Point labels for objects
"""

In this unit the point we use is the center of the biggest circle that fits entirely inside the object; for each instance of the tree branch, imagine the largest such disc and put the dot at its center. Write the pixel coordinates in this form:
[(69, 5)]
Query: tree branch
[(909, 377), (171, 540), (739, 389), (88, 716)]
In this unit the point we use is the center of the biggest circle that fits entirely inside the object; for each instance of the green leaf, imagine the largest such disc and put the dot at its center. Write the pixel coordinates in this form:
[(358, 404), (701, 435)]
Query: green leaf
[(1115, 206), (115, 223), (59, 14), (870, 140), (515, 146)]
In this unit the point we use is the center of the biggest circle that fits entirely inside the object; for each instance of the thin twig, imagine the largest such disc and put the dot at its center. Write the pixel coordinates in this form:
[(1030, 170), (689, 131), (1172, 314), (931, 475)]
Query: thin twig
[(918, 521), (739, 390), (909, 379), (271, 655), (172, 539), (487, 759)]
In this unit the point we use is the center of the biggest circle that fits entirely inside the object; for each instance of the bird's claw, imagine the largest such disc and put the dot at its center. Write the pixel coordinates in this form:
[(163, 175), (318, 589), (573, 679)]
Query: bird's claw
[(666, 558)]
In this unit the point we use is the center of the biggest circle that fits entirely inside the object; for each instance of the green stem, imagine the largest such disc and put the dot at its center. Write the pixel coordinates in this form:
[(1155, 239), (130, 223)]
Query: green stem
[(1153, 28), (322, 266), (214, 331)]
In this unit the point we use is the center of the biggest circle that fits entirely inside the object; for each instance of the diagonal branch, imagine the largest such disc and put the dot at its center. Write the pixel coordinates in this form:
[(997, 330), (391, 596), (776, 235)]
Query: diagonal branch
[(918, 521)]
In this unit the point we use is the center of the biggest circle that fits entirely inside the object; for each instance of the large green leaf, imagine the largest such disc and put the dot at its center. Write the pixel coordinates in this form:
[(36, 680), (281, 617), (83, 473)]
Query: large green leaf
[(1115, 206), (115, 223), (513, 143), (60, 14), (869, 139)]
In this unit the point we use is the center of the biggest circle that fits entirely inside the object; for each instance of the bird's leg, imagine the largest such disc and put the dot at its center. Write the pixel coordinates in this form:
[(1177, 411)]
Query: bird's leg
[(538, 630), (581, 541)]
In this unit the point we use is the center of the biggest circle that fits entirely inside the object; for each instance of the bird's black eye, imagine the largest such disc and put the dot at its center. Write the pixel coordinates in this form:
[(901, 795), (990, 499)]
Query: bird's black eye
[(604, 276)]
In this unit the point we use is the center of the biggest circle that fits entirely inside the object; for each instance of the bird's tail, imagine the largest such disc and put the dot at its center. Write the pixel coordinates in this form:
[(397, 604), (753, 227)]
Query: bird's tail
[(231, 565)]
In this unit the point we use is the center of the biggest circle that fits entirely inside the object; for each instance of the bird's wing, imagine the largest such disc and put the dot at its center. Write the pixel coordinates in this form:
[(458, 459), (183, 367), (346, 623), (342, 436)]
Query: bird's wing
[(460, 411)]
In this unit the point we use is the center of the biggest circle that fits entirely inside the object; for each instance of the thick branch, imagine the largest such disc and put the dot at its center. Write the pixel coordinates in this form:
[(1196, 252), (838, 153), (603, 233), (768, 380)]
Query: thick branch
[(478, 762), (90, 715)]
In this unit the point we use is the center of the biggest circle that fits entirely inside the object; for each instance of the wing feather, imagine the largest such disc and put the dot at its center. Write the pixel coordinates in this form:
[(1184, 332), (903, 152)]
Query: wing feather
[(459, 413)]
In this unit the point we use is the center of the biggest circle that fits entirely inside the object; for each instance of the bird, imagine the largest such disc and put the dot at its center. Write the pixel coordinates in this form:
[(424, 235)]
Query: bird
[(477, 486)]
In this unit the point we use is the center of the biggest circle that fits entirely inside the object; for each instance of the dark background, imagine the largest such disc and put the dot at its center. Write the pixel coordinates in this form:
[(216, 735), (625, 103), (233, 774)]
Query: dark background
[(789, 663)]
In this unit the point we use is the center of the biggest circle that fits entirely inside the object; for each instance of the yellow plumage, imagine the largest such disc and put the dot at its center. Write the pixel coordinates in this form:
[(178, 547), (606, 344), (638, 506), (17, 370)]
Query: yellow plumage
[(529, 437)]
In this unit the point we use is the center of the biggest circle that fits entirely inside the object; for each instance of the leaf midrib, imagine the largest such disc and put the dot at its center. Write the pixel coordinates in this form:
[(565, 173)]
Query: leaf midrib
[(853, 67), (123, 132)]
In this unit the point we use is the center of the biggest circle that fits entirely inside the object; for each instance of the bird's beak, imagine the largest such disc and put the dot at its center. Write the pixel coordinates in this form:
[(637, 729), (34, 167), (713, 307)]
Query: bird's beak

"""

**EXERCISE OBJECTIVE:** Please copy all of the material above word for word, leaving out nothing.

**FINAL RESULT:**
In this unit the point we use is the center of the biggest circle that fits entirely inside the object; for each instance of the tree branch, imagine the largest such disc and put the dot at its center. Write the pixel coordinates in this form:
[(69, 5)]
Query: tree branch
[(909, 377), (171, 540), (739, 389), (88, 716)]
In this unit the point we use is the center of the biggest circle that fits entirely inside the object; for each instance of the green leaf, imagine the largest such disc and put the dot at its center. Write the pixel coordinates in this form:
[(358, 404), (701, 435)]
Query: green leaf
[(1115, 206), (115, 223), (59, 14), (870, 140), (515, 146)]
In this unit the point we use is the center of the biggest circle that fits entirely inside the object; for each instance of the thin twig, imagine the largest such disc and put the dot at its center. Write the pixel coordinates in this form:
[(1030, 170), (689, 131), (1172, 314), (931, 475)]
Query: thin twig
[(918, 521), (739, 390), (909, 379), (271, 655), (172, 539), (487, 759)]
In this unit the point we use is the center of the biggest circle that fits entirely inside the object; for each instance of the bird's claw, imagine the largest such disc and put the dot at its center. Write the pixel coordinates in this form:
[(163, 175), (318, 589), (573, 679)]
Query: bird's claw
[(666, 558)]
In this unit the point we use is the center of the biggest circle that fits entirely inside the object; for each instance of the green stem, imagine the largest such disc and put the dot at its center. Write the pixel coordinates in this form:
[(1155, 239), (130, 223)]
Query: green stem
[(1153, 28), (322, 266), (214, 331)]
In this unit the point we use is the center of the biggest circle that fits entirely inside the object; for each instance of the diagonal branch, imagine the largest such disc and put the dot at its center. Write the pixel coordinates in this form:
[(997, 330), (391, 596), (776, 235)]
Query: diagonal branch
[(918, 521)]
In this unit the point we use is the center of the biggest circle that fits entirely inside the object; for each instance of the large green leaf, imagine the largest such disc and put the dot at its center. Write the pixel coordinates in this form:
[(36, 680), (281, 617), (83, 473)]
Query: large green leaf
[(1115, 206), (115, 223), (513, 143), (60, 14), (869, 139)]
In this unit the point we use is the center of the biggest circle that fits entirely inside the object; for each instance of the bird's leg, imagine the largest such disc and put the dot at its center. Write the pixel coordinates in this form:
[(1177, 411)]
Query: bird's leg
[(538, 630), (581, 541)]
In this unit the point we use is the center of the biggest circle that fits entirely inside the object; for each instance of the bird's black eye, imagine the largest such disc and put the dot at its center. Write the pixel coordinates in this form:
[(901, 795), (990, 499)]
Query: bird's black eye
[(604, 276)]
In this unit the point we use is the center of the biggest circle that fits entirely inside the object; for each instance of the bird's tail, imagine the largest such disc and put the dot at its center. Write the pixel coordinates in this form:
[(397, 604), (753, 227)]
Query: bird's tail
[(231, 565)]
In this unit the point we use is the center of the biggest circle that fits entirely inside the object; for each instance of the bird's wing, imagine the largest such disc and put the dot at its center. Write the pixel coordinates in this form:
[(458, 459), (183, 367), (346, 623), (342, 436)]
Query: bird's wing
[(460, 411)]
In this unit the point we use is the center of the biggest circle that fits entirely inside the object; for each instance of the thick branch, imagine the largest such disc and put the dot at its center. Write the pixel coordinates in this form:
[(1196, 252), (838, 153), (603, 233), (768, 380)]
Query: thick branch
[(478, 762), (90, 715)]
In this unit the point we use is the center of the biggest circle that fits entirely inside the object; for each instance of the wing feather, imagine the largest such disc and put the dot at its center. Write the pixel coordinates in this form:
[(1184, 332), (903, 152)]
Query: wing feather
[(459, 413)]
In this unit the point we use is the center of the biggest circle that fits entirely inside the object; for each instance of the bird, imagine the largest such disc and put the dot at its center. Write the pixel coordinates in this form:
[(424, 235)]
Query: bird
[(477, 486)]
In this unit the point we use is the center of the biggest circle that fits entirely inside the object; for each instance of the dark background, imagine the largest such disc and put the dot at its center. Write the pixel coordinates in this form:
[(216, 735), (625, 103), (233, 774)]
Query: dark background
[(789, 663)]
In this unit the point we use is the center of the biggest circle that fits entirely inside the object; for each instance of the yellow plumage, imagine the largest such disc and put the dot at its center. Write the pixel coordinates in this form:
[(178, 547), (606, 344), (638, 506), (17, 370)]
Query: yellow plumage
[(529, 437)]
In this unit the point we use is the center of the biggest circle that fits entirely inside the object; for each instance of the leaf midrib, imagine the largest such disc and put the dot at its center. Write the pixel coordinates in this form:
[(565, 173)]
Query: leaf midrib
[(853, 67), (123, 132)]
In this unit the point we use is the center of the biggest circle that fits entirely inside the object; for each instance of the bird's beak, imagine the largest such disc and put the dot at its center. Write the pixel coordinates in this form:
[(637, 729), (34, 167), (713, 307)]
Query: bird's beak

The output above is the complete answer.